- Assignment: Line by line, the entries below are to be reproduced unaltered.
┄┄┄┄┄┄┄┄┄┄┄┄┄┄┄┄┄┄┄┄
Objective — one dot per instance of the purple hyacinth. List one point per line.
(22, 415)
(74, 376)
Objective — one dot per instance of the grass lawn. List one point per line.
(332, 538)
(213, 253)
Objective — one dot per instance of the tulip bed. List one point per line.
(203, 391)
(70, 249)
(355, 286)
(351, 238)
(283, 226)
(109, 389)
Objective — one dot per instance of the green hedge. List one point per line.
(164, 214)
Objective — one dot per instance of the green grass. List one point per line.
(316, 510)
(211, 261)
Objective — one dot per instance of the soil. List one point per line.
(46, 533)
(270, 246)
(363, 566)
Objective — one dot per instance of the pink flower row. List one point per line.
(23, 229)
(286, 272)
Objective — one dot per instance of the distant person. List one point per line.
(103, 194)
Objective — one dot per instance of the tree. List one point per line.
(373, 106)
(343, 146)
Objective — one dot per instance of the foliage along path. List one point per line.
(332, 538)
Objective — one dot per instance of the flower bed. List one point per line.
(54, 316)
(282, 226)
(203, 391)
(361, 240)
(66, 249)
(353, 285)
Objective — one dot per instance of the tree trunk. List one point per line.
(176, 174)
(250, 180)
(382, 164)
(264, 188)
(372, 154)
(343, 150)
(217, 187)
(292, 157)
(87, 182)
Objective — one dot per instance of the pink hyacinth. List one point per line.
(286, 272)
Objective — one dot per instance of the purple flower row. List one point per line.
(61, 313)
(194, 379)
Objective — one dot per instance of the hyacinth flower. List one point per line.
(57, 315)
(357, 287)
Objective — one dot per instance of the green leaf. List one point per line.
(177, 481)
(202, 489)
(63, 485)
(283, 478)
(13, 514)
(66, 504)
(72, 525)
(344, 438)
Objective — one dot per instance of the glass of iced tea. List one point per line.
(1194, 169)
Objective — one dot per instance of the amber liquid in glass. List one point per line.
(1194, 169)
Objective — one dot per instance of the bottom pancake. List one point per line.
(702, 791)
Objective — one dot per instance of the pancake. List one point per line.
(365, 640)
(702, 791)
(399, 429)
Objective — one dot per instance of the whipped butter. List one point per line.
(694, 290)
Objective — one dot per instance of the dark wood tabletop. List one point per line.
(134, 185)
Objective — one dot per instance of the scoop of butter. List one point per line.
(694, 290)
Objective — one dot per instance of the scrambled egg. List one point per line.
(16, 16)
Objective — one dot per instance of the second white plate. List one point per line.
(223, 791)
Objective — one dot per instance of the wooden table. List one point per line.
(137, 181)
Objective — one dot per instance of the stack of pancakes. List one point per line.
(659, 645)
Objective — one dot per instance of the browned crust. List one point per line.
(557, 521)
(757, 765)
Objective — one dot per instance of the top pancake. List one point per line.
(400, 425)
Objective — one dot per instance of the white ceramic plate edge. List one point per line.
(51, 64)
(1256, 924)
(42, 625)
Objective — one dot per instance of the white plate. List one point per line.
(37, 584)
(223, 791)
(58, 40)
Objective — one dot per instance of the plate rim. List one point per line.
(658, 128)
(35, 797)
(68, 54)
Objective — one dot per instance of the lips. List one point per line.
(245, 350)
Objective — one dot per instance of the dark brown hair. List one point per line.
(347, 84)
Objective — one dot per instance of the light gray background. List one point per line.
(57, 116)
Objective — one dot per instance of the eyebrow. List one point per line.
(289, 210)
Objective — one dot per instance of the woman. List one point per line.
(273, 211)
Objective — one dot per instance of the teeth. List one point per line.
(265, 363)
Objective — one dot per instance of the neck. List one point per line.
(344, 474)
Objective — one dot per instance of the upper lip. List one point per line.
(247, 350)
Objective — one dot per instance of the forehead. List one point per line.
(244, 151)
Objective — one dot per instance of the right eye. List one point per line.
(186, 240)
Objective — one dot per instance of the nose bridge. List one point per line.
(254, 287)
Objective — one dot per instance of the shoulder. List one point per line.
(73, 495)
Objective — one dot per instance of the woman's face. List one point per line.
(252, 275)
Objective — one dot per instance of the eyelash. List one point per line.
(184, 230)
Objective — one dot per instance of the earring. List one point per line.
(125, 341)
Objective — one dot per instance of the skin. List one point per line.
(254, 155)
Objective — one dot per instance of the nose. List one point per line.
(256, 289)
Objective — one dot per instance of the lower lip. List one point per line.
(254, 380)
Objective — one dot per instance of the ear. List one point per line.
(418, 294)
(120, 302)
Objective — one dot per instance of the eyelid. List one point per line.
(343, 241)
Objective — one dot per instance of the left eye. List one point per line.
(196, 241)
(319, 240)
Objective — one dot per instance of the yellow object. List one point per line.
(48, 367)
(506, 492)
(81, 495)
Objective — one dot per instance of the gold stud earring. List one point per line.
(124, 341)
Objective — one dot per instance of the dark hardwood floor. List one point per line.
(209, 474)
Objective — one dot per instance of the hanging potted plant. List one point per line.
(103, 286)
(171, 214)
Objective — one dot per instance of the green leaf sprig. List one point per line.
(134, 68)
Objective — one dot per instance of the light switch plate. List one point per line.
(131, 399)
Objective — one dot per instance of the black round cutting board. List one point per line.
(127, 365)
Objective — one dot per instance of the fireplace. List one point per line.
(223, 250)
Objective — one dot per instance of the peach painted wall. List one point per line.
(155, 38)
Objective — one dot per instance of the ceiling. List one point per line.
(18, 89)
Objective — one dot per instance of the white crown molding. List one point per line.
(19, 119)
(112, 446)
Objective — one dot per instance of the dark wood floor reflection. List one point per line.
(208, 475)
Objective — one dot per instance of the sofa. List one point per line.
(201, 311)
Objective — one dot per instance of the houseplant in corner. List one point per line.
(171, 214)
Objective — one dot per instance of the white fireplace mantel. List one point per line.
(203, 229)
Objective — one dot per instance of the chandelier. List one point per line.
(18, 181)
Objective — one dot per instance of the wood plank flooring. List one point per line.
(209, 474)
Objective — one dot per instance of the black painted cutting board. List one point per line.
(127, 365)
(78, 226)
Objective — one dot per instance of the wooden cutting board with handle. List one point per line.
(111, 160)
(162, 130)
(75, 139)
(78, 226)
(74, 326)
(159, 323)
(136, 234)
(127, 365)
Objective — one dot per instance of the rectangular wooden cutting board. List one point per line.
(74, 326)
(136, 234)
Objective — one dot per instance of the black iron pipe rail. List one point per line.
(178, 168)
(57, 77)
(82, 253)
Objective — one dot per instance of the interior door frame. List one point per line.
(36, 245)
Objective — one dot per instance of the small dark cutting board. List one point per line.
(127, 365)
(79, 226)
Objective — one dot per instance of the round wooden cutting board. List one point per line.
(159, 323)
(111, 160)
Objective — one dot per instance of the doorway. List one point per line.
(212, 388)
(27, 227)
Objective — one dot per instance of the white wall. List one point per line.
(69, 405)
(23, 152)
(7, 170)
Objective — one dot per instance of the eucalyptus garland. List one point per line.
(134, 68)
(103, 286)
┄┄┄┄┄┄┄┄┄┄┄┄┄┄┄┄┄┄┄┄
- Exercise output:
Objective — one dot per instance of the purple hyacinth. List one point per line.
(22, 415)
(74, 376)
Objective — one dot per instance of the grass lawn. List one point per line.
(332, 538)
(213, 253)
Objective — one dot per instance of the tulip bed. List one point per line.
(203, 391)
(70, 249)
(355, 286)
(351, 238)
(283, 226)
(109, 389)
Objective — one dot per instance of the green hedge. List one point per line.
(164, 214)
Objective — one dot per instance of the green grass. List one point per line.
(316, 510)
(211, 261)
Objective — one dot per instance of the soil. List one point per line.
(46, 533)
(270, 246)
(363, 566)
Objective — one dot per instance of the pink flower row. List one point per line.
(23, 229)
(286, 272)
Objective — one dot per instance of the distant person. List one point per line.
(103, 194)
Objective — one dot per instance of the tree. List one point per line.
(373, 106)
(343, 146)
Objective — one dot per instance of the foliage along path. List one point per line.
(332, 538)
Objective — one dot per instance of the flower bed. List one point per line.
(54, 316)
(282, 226)
(203, 391)
(361, 240)
(66, 249)
(353, 285)
Objective — one dot per instance of the tree trunk. List one point per line.
(176, 174)
(250, 180)
(382, 164)
(264, 188)
(372, 154)
(343, 150)
(217, 187)
(292, 157)
(87, 182)
Objective — one dot per instance of the pink hyacinth. List one point per line.
(286, 272)
Objective — one dot per instance of the purple flower row. List one point per line.
(61, 313)
(194, 379)
Objective — one dot per instance of the hyacinth flower. List one point per line.
(57, 315)
(357, 287)
Objective — one dot per instance of the green leaf. List one point per line.
(177, 481)
(202, 489)
(63, 485)
(283, 478)
(13, 514)
(66, 504)
(72, 525)
(344, 438)
Objective — one dot per instance of the glass of iced tea. List one point per line.
(1194, 169)
Objective — one dot per instance of the amber liquid in glass. List one point per line.
(1194, 169)
Objective — one dot per instance of the bottom pancake. List one point per line.
(702, 791)
Objective — one dot per instance of the pancake. List one point per line.
(365, 640)
(702, 791)
(399, 429)
Objective — one dot per instance of the whipped butter. List one point per line.
(694, 290)
Objective — one dot per instance of the dark wood tabletop. List one point per line.
(134, 185)
Objective — one dot per instance of the scoop of butter. List one point per line.
(694, 290)
Objective — one dot per instance of the scrambled egg. List one point per line.
(16, 16)
Objective — one dot per instance of the second white plate. List one point per line.
(223, 791)
Objective — one dot per instance of the wooden table. List one point per line.
(137, 181)
Objective — one dot per instance of the stack of pancakes. List one point per line.
(659, 645)
Objective — one dot per instance of the browned crust. List one point per line.
(557, 521)
(757, 765)
Objective — one dot per instance of the top pancake. List one point per line.
(400, 425)
Objective — one dot per instance of the white ceramic plate edge. List one point per line.
(51, 64)
(1256, 924)
(42, 625)
Objective — one dot per instance of the white plate. List one point per line.
(37, 584)
(223, 791)
(58, 40)
Objective — one dot per instance of the plate rim. List one point per line.
(658, 128)
(35, 797)
(68, 54)
Objective — one dot per instance of the lips. List one point per line.
(245, 350)
Objective — one dot per instance of the dark brown hair. List one point per line.
(347, 84)
Objective — one dot per instance of the light gray background. List one point per line.
(57, 116)
Objective — one dot per instance of the eyebrow. List one point per line.
(289, 210)
Objective — one dot per instance of the woman. List one point per line.
(273, 211)
Objective — one dot per instance of the teeth. List one point per line.
(265, 363)
Objective — one dot per instance of the neck. List one point per line.
(344, 474)
Objective — one dot per instance of the upper lip. List one point per line.
(247, 350)
Objective — one dot per instance of the forehead. List one point per line.
(244, 151)
Objective — one dot per instance of the right eye. List one point per line.
(186, 240)
Objective — one dot per instance of the nose bridge. List one point per line.
(254, 287)
Objective — one dot per instance of the shoulder. List one point per line.
(73, 495)
Objective — one dot per instance of the woman's face. List one point per line.
(252, 275)
Objective — one dot per instance of the eyelash. List one point per line.
(184, 230)
Objective — one dot per instance of the earring. List one point per line.
(125, 341)
Objective — one dot per instance of the skin. List one point per line.
(254, 155)
Objective — one dot per instance of the nose. List one point per line.
(256, 289)
Objective — one dot per instance of the lower lip. List one point per line.
(254, 380)
Objective — one dot per instance of the ear. List one point per line.
(418, 294)
(120, 302)
Objective — one dot per instance of the eyelid. List one point per line.
(343, 241)
Objective — one dot per instance of the left eye. List one point per line.
(196, 241)
(319, 240)
Objective — one dot per instance of the yellow object. List one point per line.
(48, 367)
(506, 492)
(81, 495)
Objective — one dot per instance of the gold stud earring. List one point per line.
(124, 341)
Objective — one dot per instance of the dark hardwood floor. List one point per line.
(209, 474)
Objective — one dot per instance of the hanging potted plant. List one point per line.
(103, 286)
(171, 214)
Objective — one dot per instance of the green leaf sprig. List one point per line.
(134, 68)
Objective — one dot per instance of the light switch plate. List one point per line.
(131, 399)
Objective — one dot per instance of the black round cutting board. List one point per line.
(127, 365)
Objective — one dot per instance of the fireplace. List one point per line.
(223, 250)
Objective — one dot per instance of the peach painted wall. List one point per line.
(155, 38)
Objective — one dot per instance of the ceiling. List one point per line.
(18, 89)
Objective — one dot per instance of the white crown molding. List one point per line.
(19, 119)
(112, 446)
Objective — one dot per instance of the dark wood floor reflection. List one point per line.
(208, 475)
Objective — one dot per instance of the sofa. List one point per line.
(201, 311)
Objective — one dot per instance of the houseplant in corner. List one point per line.
(171, 214)
Objective — one dot per instance of the white fireplace mantel. List one point per line.
(203, 229)
Objective — one dot per instance of the chandelier. List one point per line.
(18, 181)
Objective — one dot per instance of the wood plank flooring. List one point per line.
(209, 474)
Objective — one dot per instance of the black painted cutting board. List one point per line.
(127, 365)
(78, 226)
Objective — one dot per instance of the wooden cutting board with handle. List one point per line.
(111, 160)
(162, 130)
(75, 139)
(78, 226)
(74, 326)
(159, 323)
(136, 234)
(127, 365)
Objective — one dot per instance of the rectangular wooden cutting board. List one point per line.
(74, 326)
(136, 234)
Objective — one dot per instance of the black iron pipe rail. List one point per line.
(178, 168)
(57, 77)
(82, 253)
Objective — one dot per instance of the interior door frame. List one point per line.
(36, 245)
Objective — one dot per instance of the small dark cutting board. List one point per line.
(127, 365)
(79, 226)
Objective — one dot per instance of the round wooden cutting board. List one point per line.
(159, 323)
(111, 160)
Objective — one dot per instance of the doorway. List one point per line.
(212, 388)
(27, 227)
Objective — one dot per instance of the white wall. List one point per line.
(69, 405)
(23, 152)
(7, 170)
Objective — one dot per instance of the eucalyptus garland. List one point per line.
(134, 68)
(103, 286)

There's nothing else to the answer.